STATED EXERCISE: Convert all of the material below into a numbered list, one line per item, and omit any blank lines.

[begin EXTRACTED INFORMATION]

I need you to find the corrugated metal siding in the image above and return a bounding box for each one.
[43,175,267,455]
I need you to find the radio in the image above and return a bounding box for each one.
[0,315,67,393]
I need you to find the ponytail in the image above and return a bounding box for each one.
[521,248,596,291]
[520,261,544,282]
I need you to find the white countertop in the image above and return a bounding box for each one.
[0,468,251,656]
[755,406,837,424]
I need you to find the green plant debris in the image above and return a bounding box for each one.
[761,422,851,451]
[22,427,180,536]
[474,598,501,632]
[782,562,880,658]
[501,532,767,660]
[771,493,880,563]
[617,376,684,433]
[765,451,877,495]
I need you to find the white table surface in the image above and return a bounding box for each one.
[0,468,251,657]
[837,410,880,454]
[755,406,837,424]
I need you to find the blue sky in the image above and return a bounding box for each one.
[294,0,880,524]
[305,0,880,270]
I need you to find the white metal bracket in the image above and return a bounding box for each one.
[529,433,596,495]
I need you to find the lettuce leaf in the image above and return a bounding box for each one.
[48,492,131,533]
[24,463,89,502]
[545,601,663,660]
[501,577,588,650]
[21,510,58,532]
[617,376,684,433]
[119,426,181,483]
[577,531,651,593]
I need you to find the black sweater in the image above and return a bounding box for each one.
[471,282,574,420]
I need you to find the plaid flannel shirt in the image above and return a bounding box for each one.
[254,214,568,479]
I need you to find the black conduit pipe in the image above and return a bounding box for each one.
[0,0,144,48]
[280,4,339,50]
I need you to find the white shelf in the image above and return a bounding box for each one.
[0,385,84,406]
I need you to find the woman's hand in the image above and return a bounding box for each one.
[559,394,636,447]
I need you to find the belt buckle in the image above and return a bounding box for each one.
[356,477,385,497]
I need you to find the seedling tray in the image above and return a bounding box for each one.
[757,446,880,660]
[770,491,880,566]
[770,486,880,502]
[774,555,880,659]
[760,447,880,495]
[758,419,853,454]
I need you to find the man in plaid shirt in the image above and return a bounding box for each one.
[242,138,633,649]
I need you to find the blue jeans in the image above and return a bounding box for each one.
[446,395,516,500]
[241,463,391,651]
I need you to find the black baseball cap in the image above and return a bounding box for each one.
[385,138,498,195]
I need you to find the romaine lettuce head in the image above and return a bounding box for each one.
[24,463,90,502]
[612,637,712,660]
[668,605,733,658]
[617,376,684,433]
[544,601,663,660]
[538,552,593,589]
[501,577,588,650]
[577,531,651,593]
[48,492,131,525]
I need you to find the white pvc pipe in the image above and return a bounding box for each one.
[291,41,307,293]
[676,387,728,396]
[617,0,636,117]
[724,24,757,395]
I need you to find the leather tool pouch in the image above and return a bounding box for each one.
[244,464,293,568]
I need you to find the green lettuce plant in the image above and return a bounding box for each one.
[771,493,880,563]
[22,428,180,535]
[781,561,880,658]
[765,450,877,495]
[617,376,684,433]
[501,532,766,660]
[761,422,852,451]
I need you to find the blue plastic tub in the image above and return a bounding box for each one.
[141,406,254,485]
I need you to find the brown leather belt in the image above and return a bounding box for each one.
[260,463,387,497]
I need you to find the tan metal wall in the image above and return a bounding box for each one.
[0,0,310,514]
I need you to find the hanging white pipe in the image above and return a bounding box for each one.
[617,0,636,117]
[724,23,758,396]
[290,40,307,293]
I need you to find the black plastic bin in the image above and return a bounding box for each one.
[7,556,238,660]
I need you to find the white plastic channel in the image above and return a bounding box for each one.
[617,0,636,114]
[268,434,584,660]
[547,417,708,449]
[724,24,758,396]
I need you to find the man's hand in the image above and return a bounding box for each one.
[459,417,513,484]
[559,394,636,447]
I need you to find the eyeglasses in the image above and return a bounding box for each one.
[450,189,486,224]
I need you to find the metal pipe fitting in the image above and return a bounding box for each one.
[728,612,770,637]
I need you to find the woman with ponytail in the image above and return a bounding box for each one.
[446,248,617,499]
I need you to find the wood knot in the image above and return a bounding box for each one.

[end EXTRACTED INFORMATION]

OUTPUT OF THE TASK:
1. I need you to find the corrugated metal siding in the image above and return a bounding box for each one.
2. [43,175,267,455]
3. I need you to find the radio in the image above and return a bounding box for each one.
4. [0,315,67,393]
5. I need you to find the ponytail in the image above and return a bounding box for each one.
6. [521,248,596,291]
7. [520,261,544,282]
8. I need you to find the white countertop in the image above and return a bounding box for each one.
9. [0,468,251,656]
10. [755,406,837,424]
11. I need you to find the green plant debris in the image above and return a bounding box for each one.
12. [761,422,851,451]
13. [22,427,180,536]
14. [474,598,501,632]
15. [782,562,880,658]
16. [501,532,767,660]
17. [771,493,880,563]
18. [617,376,684,433]
19. [765,451,877,495]
20. I need you to find the white table surface in the image above and return a bounding box for each one.
21. [0,468,251,657]
22. [837,410,880,454]
23. [755,406,837,424]
24. I need you to find the blue sky in the image above and return a bounding box for each one.
25. [294,0,880,524]
26. [305,0,880,270]
27. I need you to find the white metal bracket in the image above and return a bounding box for each one.
28. [529,433,596,495]
29. I need you to find the lettuce leaf in the image above and return a bounding box for each one.
30. [48,492,131,533]
31. [24,463,89,502]
32. [545,601,663,660]
33. [501,577,588,650]
34. [21,510,58,532]
35. [617,376,684,433]
36. [119,426,181,483]
37. [577,531,651,593]
38. I need you to find the black sweater in the image above and return a bounding box for each one.
39. [471,282,574,420]
40. I need you to find the plaid flannel shirt in the image above and return a bounding box for each one.
41. [254,214,568,479]
42. I need you to find the black conduit pipe in the image above and return a bounding box for each one.
43. [0,0,144,48]
44. [280,4,339,50]
45. I need you to find the white shelf in the image above and return a bounding box for each one.
46. [0,385,84,406]
47. I need you to find the woman's hand in the image above and return a bounding box for each one.
48. [559,394,636,447]
49. I need you to find the belt buckle in the image above and return a bounding box for each one.
50. [356,477,385,497]
51. I need you to find the seedling tray in the image above and return a bounding box for each one.
52. [757,446,880,660]
53. [770,491,880,566]
54. [770,486,880,502]
55. [774,555,880,659]
56. [760,447,880,495]
57. [758,419,853,454]
58. I need you to find the man in plaid shirt in the image above and return a bounding box for each one.
59. [242,138,633,649]
60. I need you to find the blue jeans in the image above and return a bounding box for each one.
61. [446,395,516,500]
62. [241,463,391,651]
63. I need you to find the black baseball cap in the image above and return a bounding box for each one.
64. [385,138,498,195]
65. I need you to find the romaine lettuce head in the image above and return a bounding box for each one.
66. [24,463,90,502]
67. [612,637,712,660]
68. [668,605,733,658]
69. [617,376,684,433]
70. [544,601,663,660]
71. [538,552,593,589]
72. [501,577,588,650]
73. [577,531,651,593]
74. [48,492,131,525]
75. I need you to find the white pvc pipe in the image above and return a bounding box for each one.
76. [291,41,307,293]
77. [676,387,728,396]
78. [617,0,636,117]
79. [724,24,757,395]
80. I need you to find the leather tool pouch in the image above and return a bounding box for each one.
81. [244,464,293,568]
82. I need you to find the green lettuce plant in the image above and return a bounding box for each one.
83. [771,493,880,563]
84. [22,428,180,535]
85. [781,561,880,658]
86. [765,450,877,495]
87. [617,376,684,433]
88. [501,532,766,660]
89. [761,422,852,451]
90. I need you to find the blue plastic tub in the image above and return a bounding box for each one.
91. [141,406,254,485]
92. I need you to find the brown leather belt in the image above and return a bounding box for each one.
93. [260,463,387,497]
94. I need you to find the tan metal wall in the image above and return a bounding box for each one.
95. [0,0,310,514]
96. I need you to find the hanging white pipe in the image above and return a bounding box for each one.
97. [617,0,636,117]
98. [724,23,758,396]
99. [290,40,307,293]
100. I need you to find the black plastic bin in the image above and return a bounding box for each one.
101. [7,556,238,660]
102. I need you to find the white plastic channel in the image above and return a bounding box for each one.
103. [617,0,636,114]
104. [268,434,584,660]
105. [547,417,708,449]
106. [724,24,758,396]
107. I need you to find the man's hand in the image above and return a bounding box for each one.
108. [459,417,513,484]
109. [559,394,636,447]
110. I need you to find the eyeglasses in the image above and return a bounding box for each one.
111. [450,189,486,224]
112. I need you to find the metal pipe fitting in the image above and return a bounding box for each one.
113. [728,612,770,637]
114. I need you to find the woman with ponytail in the image above and return a bounding box for each one.
115. [446,248,617,499]
116. I need you to find the wood knot in the image above and return a bounding box for each one.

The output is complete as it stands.